## AIM OF THE TASK
Pick out every line below that contains the word "track", and copy each one in full.

Image location labeling lines
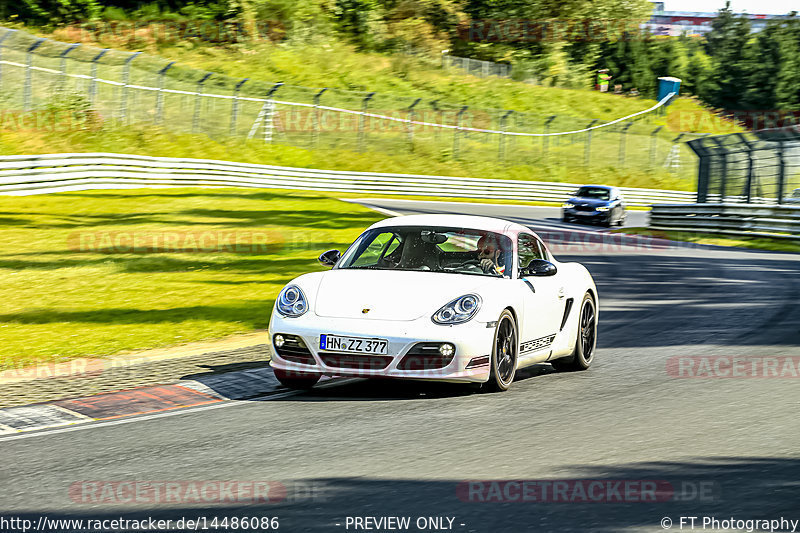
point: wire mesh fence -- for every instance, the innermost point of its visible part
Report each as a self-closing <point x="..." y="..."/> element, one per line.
<point x="104" y="86"/>
<point x="477" y="67"/>
<point x="758" y="167"/>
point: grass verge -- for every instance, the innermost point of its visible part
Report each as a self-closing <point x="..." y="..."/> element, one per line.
<point x="96" y="273"/>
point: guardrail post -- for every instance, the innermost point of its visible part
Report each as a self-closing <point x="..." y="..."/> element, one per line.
<point x="93" y="82"/>
<point x="235" y="106"/>
<point x="781" y="172"/>
<point x="501" y="148"/>
<point x="411" y="124"/>
<point x="457" y="131"/>
<point x="27" y="92"/>
<point x="546" y="136"/>
<point x="62" y="78"/>
<point x="362" y="121"/>
<point x="160" y="93"/>
<point x="126" y="78"/>
<point x="654" y="145"/>
<point x="587" y="149"/>
<point x="197" y="97"/>
<point x="315" y="132"/>
<point x="437" y="132"/>
<point x="3" y="38"/>
<point x="623" y="137"/>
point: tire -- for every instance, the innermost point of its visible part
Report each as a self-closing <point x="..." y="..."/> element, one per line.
<point x="504" y="353"/>
<point x="586" y="342"/>
<point x="296" y="380"/>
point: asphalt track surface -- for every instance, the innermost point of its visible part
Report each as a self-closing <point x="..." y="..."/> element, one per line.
<point x="359" y="448"/>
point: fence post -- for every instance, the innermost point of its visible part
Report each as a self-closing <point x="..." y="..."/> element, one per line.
<point x="27" y="90"/>
<point x="160" y="94"/>
<point x="362" y="121"/>
<point x="624" y="136"/>
<point x="653" y="146"/>
<point x="546" y="136"/>
<point x="62" y="81"/>
<point x="411" y="124"/>
<point x="587" y="149"/>
<point x="3" y="38"/>
<point x="781" y="172"/>
<point x="501" y="148"/>
<point x="457" y="130"/>
<point x="235" y="106"/>
<point x="315" y="133"/>
<point x="126" y="79"/>
<point x="197" y="97"/>
<point x="93" y="82"/>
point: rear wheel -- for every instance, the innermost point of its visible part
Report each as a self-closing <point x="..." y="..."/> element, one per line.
<point x="296" y="380"/>
<point x="504" y="353"/>
<point x="583" y="354"/>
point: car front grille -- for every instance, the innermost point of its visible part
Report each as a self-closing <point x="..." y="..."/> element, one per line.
<point x="425" y="356"/>
<point x="356" y="361"/>
<point x="295" y="350"/>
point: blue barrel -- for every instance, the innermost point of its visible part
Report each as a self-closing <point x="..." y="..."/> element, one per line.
<point x="668" y="85"/>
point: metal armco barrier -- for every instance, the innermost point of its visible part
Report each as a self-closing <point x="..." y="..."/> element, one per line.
<point x="755" y="220"/>
<point x="37" y="174"/>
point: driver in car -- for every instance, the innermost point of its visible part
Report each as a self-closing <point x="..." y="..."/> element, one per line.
<point x="489" y="256"/>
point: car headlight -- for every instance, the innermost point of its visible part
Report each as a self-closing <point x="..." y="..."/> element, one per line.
<point x="292" y="302"/>
<point x="460" y="310"/>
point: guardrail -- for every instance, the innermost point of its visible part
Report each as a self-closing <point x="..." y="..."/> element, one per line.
<point x="37" y="174"/>
<point x="754" y="220"/>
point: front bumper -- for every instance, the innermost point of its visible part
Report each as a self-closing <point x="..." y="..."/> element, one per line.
<point x="471" y="340"/>
<point x="593" y="216"/>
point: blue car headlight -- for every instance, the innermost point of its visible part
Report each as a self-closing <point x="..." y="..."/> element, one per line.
<point x="460" y="310"/>
<point x="292" y="302"/>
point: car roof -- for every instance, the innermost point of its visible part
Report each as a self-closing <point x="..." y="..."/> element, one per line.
<point x="496" y="225"/>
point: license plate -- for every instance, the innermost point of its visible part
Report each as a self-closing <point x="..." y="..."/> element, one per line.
<point x="338" y="343"/>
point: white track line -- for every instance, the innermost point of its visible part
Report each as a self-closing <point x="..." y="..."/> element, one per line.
<point x="89" y="425"/>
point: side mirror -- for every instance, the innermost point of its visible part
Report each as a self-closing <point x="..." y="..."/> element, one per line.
<point x="330" y="258"/>
<point x="540" y="267"/>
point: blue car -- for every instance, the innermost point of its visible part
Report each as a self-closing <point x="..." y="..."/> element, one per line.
<point x="597" y="204"/>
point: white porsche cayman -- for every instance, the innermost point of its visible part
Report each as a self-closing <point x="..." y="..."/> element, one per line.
<point x="441" y="297"/>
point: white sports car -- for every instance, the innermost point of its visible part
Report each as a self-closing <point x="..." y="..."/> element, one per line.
<point x="439" y="297"/>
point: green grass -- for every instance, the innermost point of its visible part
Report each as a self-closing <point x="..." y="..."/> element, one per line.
<point x="68" y="291"/>
<point x="758" y="243"/>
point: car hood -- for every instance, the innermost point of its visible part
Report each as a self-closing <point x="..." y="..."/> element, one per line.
<point x="593" y="202"/>
<point x="389" y="294"/>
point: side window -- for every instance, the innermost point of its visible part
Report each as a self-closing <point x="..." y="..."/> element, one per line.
<point x="529" y="249"/>
<point x="373" y="252"/>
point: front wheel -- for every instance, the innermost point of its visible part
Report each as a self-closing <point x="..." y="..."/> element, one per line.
<point x="296" y="380"/>
<point x="504" y="353"/>
<point x="583" y="354"/>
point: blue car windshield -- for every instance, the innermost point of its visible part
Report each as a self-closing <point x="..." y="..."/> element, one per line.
<point x="598" y="193"/>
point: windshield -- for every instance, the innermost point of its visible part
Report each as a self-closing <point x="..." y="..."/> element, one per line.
<point x="435" y="249"/>
<point x="593" y="192"/>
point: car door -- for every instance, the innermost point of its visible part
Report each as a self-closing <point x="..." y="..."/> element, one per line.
<point x="543" y="301"/>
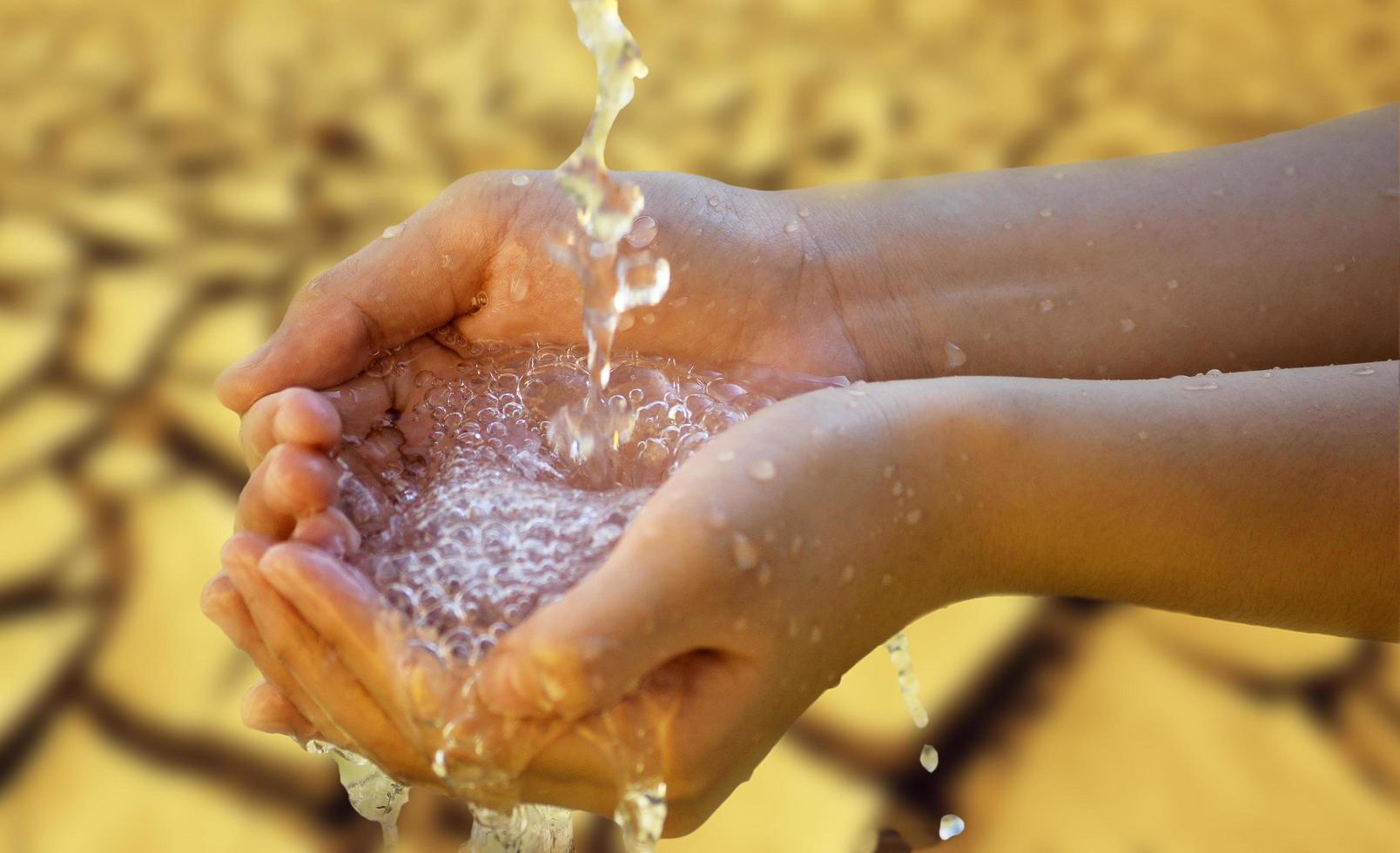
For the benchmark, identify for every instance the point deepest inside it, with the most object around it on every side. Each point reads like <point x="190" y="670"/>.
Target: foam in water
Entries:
<point x="471" y="521"/>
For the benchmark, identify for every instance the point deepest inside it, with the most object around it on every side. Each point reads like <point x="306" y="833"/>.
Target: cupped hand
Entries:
<point x="745" y="286"/>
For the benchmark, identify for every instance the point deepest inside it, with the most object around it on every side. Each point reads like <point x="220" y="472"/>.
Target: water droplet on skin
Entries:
<point x="928" y="756"/>
<point x="745" y="554"/>
<point x="953" y="358"/>
<point x="762" y="471"/>
<point x="950" y="825"/>
<point x="643" y="232"/>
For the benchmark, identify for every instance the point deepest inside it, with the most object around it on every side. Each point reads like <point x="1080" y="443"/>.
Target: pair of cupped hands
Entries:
<point x="750" y="650"/>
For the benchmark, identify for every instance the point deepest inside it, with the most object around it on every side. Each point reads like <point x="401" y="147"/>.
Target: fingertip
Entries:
<point x="244" y="549"/>
<point x="306" y="418"/>
<point x="300" y="480"/>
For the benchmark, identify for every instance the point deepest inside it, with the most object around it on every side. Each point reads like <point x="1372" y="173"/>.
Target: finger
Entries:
<point x="389" y="292"/>
<point x="292" y="416"/>
<point x="267" y="709"/>
<point x="339" y="605"/>
<point x="603" y="636"/>
<point x="329" y="531"/>
<point x="225" y="608"/>
<point x="315" y="667"/>
<point x="292" y="482"/>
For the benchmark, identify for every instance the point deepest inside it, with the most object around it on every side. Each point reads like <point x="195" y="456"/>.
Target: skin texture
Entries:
<point x="1266" y="499"/>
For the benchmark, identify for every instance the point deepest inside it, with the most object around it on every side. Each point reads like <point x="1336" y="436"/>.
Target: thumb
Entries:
<point x="596" y="645"/>
<point x="391" y="292"/>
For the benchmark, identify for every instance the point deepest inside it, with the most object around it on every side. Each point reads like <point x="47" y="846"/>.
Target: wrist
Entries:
<point x="946" y="444"/>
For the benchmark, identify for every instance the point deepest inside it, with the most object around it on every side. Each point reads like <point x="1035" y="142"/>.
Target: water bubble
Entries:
<point x="950" y="827"/>
<point x="928" y="756"/>
<point x="762" y="471"/>
<point x="953" y="358"/>
<point x="643" y="232"/>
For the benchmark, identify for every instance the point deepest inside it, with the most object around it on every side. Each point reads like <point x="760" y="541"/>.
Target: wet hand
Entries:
<point x="476" y="258"/>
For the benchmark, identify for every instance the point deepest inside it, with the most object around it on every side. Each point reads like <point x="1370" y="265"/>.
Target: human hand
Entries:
<point x="744" y="287"/>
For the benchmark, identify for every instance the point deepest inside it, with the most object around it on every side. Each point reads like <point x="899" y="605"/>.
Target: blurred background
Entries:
<point x="171" y="171"/>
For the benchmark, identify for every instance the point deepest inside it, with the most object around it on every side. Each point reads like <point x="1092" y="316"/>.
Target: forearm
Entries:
<point x="1270" y="499"/>
<point x="1282" y="251"/>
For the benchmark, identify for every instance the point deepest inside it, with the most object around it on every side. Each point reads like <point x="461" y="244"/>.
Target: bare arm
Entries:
<point x="1282" y="251"/>
<point x="1269" y="498"/>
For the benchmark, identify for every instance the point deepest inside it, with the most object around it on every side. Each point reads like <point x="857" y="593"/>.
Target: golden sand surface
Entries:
<point x="171" y="171"/>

## ANSWER TO THE TASK
point: asphalt track surface -- for every instance, the innermost point of its visible part
point: white track line -- for every instance, the innermost point of its visible part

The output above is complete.